I think there's more moss than leaves on these trees.

Today, several of the mansions that existed on the island, as well as the original Jekyll Island Club building still remain.  Several have been preserved as tourist attractions, and some have been converted into hotels and shops.  I rode my bike on a path that circumvented the entire island and I passed several of the old mansions and buildings that had long been vacated by the wealthy people.  The path went through groves of trees that were covered with so much Spanish moss that in some instances I think there was more moss than tree.  I wanted to ride about 30 miles, but the entire circumference of the island was only about 15 miles so I took several small offshoot paths and went around the island a second time.  There was one area that was full of tall grass that had small muddy streams tangled throughout it.  As I crossed a bridge over one of the small streams, I noticed what looked like brown bunches of lettuce growing in the murky water so I stopped to take a closer look.  As I peered down at the strange clumps, I saw them spitting:  every few seconds little jets of water and mud would shoot up into the air.  It was then that I realized that the clumps were not some kind of plant, but they were oysters. I briefly considered climbing down and plucking a few to see if I could find pearls. But then I thought of myself covered in mud and muck, unable to pry them from the rocks or even to get them open if I managed to find a couple.  On top of that I don’t even like to eat oysters so I changed my mind about going pearl hunting. 
Those dark clumps are oysters!


By the end of a few hours I had made my 30-mile bike ride and saw the complete diversity of Jekyll Island.  The island that was once available only to the extremely rich and the elite now has a much different characteristic.  There are several houses that “regular” people own, a small soccer stadium, a water park, a few tourist hotels, a campground, sandy beaches, and lots of marshy wildlife areas.  People do come to spend money, I’m sure, but not in the amounts that were spent in the island’s heyday.  Instead, people come to spend their time having fun enjoying the beautiful area it offers and to look at the remains of the wealth that once existed here as curiosities and oddities. 

Saturday, May 30, 2015

Up in the Air

Once you make a decision, the universe conspires to make it happen.
― Ralph Waldo Emerson


The past couple of days I’ve been up in the air—literally.  Yesterday I left Manatee Hammock Campground and headed north.  As I mentioned in an earlier blog, I made a reservation for flying a hang glider this morning in Fernandina Beach.  When I made that reservation the weather was predicted to be clear and sunny, but by yesterday that had changed significantly.  I looked at weather.com yesterday morning before I departed and it was predicting a 65% chance of rain today.  Bummer. That likely meant no flying.  “Oh well,” I thought to myself, “If it doesn’t happen, then I’ll just find something else to do.”  I decided I’d at least give it a shot.

That's tall!
# # # #
● **GIVEN PROBLEM 1**
Answer these questions using the travel blog:
(a) About how many miles was the entire circumference of the island?
(b) What did the writer first think the oysters in the murky water looked like?
(c) What chance of rain was weather.com predicting for the day of the hang gliding reservation?
● **GIVEN PROBLEM 2**
List every thing the travel blog names as being on Jekyll Island today, in the passage that contrasts the island with its days as a retreat for the rich.
● **GIVEN PROBLEM 3**
Carry on the travel blog from its last line, in the same first-person voice.
The items that follow were taken from a different source than the travel blog.

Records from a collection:
# # # #
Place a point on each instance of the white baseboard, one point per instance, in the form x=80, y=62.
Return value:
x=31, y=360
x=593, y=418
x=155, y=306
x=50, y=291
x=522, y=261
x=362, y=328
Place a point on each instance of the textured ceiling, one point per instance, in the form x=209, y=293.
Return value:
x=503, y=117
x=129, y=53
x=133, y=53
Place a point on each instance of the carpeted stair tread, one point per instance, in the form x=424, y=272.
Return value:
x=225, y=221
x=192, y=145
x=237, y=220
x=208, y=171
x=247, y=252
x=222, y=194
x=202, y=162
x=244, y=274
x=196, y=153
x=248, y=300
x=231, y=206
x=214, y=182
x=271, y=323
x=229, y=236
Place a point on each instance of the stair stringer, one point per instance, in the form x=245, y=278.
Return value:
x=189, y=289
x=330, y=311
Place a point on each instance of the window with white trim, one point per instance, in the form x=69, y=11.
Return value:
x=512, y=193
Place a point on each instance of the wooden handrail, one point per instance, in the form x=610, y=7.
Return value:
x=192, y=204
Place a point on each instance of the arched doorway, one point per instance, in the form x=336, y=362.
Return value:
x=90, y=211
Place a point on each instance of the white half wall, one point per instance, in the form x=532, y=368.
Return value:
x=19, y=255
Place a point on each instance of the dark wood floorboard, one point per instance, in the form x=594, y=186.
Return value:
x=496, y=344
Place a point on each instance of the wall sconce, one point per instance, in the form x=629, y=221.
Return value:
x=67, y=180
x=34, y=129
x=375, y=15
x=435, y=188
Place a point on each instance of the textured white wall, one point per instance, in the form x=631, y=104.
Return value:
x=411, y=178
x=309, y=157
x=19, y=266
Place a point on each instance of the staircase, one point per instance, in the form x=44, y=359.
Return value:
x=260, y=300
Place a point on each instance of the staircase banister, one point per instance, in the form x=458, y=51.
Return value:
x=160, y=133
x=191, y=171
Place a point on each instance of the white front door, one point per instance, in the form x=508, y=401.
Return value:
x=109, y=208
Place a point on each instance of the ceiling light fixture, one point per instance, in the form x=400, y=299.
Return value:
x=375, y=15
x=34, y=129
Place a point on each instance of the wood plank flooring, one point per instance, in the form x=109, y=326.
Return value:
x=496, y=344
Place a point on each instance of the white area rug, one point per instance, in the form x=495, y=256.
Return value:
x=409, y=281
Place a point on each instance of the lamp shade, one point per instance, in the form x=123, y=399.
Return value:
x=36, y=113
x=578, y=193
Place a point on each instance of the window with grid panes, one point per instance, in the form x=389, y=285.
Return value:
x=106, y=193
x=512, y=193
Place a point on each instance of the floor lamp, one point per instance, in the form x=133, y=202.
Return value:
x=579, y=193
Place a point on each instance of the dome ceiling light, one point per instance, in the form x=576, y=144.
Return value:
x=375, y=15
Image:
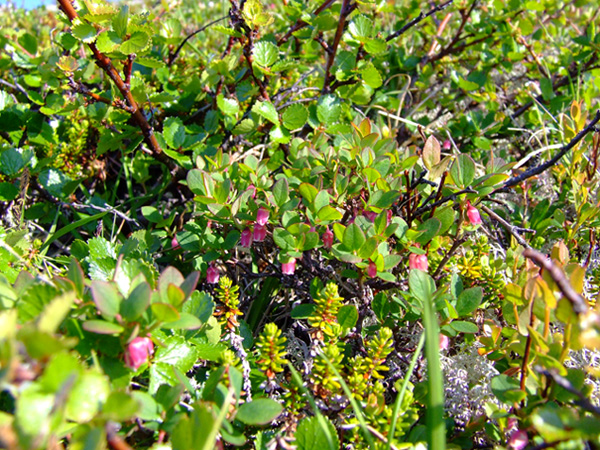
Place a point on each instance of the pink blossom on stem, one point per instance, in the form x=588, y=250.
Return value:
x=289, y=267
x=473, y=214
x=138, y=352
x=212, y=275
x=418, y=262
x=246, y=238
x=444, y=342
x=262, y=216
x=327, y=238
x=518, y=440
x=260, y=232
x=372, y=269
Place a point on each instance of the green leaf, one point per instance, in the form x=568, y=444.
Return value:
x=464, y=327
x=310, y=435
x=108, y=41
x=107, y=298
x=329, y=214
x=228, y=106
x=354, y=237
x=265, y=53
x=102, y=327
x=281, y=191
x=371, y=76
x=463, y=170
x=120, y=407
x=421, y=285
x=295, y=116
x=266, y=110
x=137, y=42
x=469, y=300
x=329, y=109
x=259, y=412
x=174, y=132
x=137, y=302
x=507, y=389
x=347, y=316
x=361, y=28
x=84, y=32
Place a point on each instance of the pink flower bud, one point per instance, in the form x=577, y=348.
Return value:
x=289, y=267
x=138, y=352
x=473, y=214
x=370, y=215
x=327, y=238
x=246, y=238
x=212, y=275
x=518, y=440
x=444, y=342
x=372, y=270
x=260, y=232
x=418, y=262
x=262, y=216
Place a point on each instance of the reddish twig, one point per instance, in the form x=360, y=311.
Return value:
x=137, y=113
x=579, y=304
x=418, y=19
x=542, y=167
# # # #
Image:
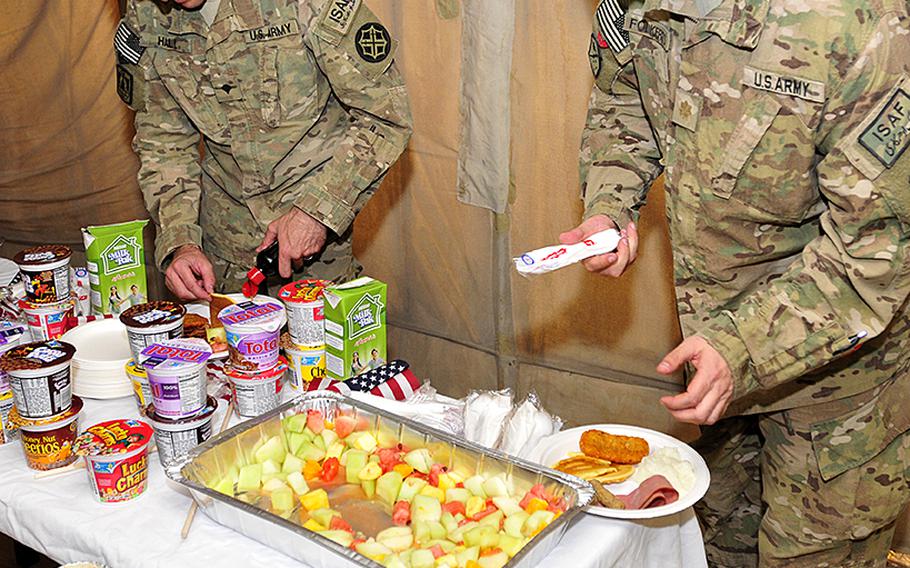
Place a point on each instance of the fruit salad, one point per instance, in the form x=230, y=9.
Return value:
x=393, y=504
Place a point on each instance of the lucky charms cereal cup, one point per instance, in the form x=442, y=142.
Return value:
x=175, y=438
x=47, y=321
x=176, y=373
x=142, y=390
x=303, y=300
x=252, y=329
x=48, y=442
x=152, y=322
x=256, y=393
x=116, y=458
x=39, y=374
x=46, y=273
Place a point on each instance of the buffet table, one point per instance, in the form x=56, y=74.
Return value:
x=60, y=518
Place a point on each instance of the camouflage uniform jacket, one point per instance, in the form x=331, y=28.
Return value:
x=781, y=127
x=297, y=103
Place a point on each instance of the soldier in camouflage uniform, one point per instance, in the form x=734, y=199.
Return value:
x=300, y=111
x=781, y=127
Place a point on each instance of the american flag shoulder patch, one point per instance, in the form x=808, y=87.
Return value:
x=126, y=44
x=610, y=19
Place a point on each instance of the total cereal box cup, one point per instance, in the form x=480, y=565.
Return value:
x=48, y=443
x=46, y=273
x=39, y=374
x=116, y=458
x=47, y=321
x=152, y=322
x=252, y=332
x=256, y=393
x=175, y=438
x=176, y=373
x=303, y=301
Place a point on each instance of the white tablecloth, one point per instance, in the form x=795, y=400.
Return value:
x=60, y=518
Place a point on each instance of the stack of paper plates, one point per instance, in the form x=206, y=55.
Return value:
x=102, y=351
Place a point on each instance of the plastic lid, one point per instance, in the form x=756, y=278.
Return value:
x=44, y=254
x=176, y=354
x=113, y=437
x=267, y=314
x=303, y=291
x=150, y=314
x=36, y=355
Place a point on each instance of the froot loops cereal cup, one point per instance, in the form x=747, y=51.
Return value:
# # # #
● **TASK RESPONSE 1**
(a) About 15 miles
(b) Brown bunches of lettuce
(c) A 65% chance of rain

● **TASK RESPONSE 2**
- Several houses that "regular" people own
- A small soccer stadium
- A water park
- A few tourist hotels
- A campground
- Sandy beaches
- Lots of marshy wildlife areas

● **TASK RESPONSE 3**
 Fernandina Beach is only a couple hours north of Titusville so I had some extra time to explore on my drive.  I made a stop in St. Augustine, which was only about an hour or so north, right on the coast of Florida.  St. Augustine is the oldest city in the United States.  Well, it’s even older than the United States is, as it was originally founded in 1565 by a Spanish explorer named Pedro Menéndez de Avilés.  That name likely doesn’t sound too familiar to many people, but the name Ponce de Leon probably is more recognizable.  Ponce de Leon is believed to be the first European to have landed in St. Augustine more than 50 years before it was founded, in 1513.   He was on his quest to find the fabled Fountain of Youth when he came across St. Augustine (I guess that explains why so many retired people move to Florida).    There actually is a place in St. Augustine called “Ponce de Leon’s Fountain of Youth Archeological Park.”  It claims to be the original location of Ponce de Leon’s landing and they also sell bottles of water that are supposedly from the Fountain of Youth.  For only $10 for three bottles, you can bring home the secret to never growing old.  However, I found out that it is a privately owned park and that its claims of being the original location are dubious (aren’t all tourist traps dubious, though?), so I elected not to go there.

This was my workout for the day
Instead, I went to the St. Augustine lighthouse.  I figured that if there was a chance that I wasn’t going to be able to go on my hang glider flight, I was at least going to get an aerial view some other way.   The lighthouse is old:  the one that currently stands today was built in 1874.  It actually replaced another even older lighthouse that was built in 1737 but which collapsed and fell into the sea.   The tower itself is quite stunning. It’s painted brilliant white with a black stripe that spirals up to the top like a barbershop pole.  The top is capped in bright red, and the keeper’s house at the bottom is bright red as well which gives the lighthouse somewhat of a whimsical Christmasy look.  I went inside and climbed the 219 steps to the top to get a view of the surrounding area.  At one point, I leaned way out over the railing and held my camera out to take a picture pointing straight down.  Even though the rail came up close to my armpits, I still had a brief moment of uneasiness as I stared the 164 feet down to the ground (which, for my swimming friends, is just about equivalent to a 50 meter pool standing on end!).  I carefully brought my camera back to the safe side of the rail, descended the tower, and made my way back to my van.   

It was about another hour and half drive to my campsite for the night, and along the way I found not only a Starbucks (Grande iced caramel coffee with whipped cream), but also a Trader Joe’s. I was so excited—it was the first Trader Joe’s I had come across since Seattle.  It’s not that I haven’t been able to get the foods of my extravagant diet at other stores along the way (spinach, peppers, tortillas, cheese, Minneolas, apples, and of course dark chocolate), but there is just something comforting about shopping in a store where I’m familiar with all the brands, the packages, and the prices.  That’s one thing that Trader Joe’s does right:  you can walk into just about any individual store and things are laid out pretty much the same in all of them.  I loaded up with about a week’s worth of food, and continued on my way.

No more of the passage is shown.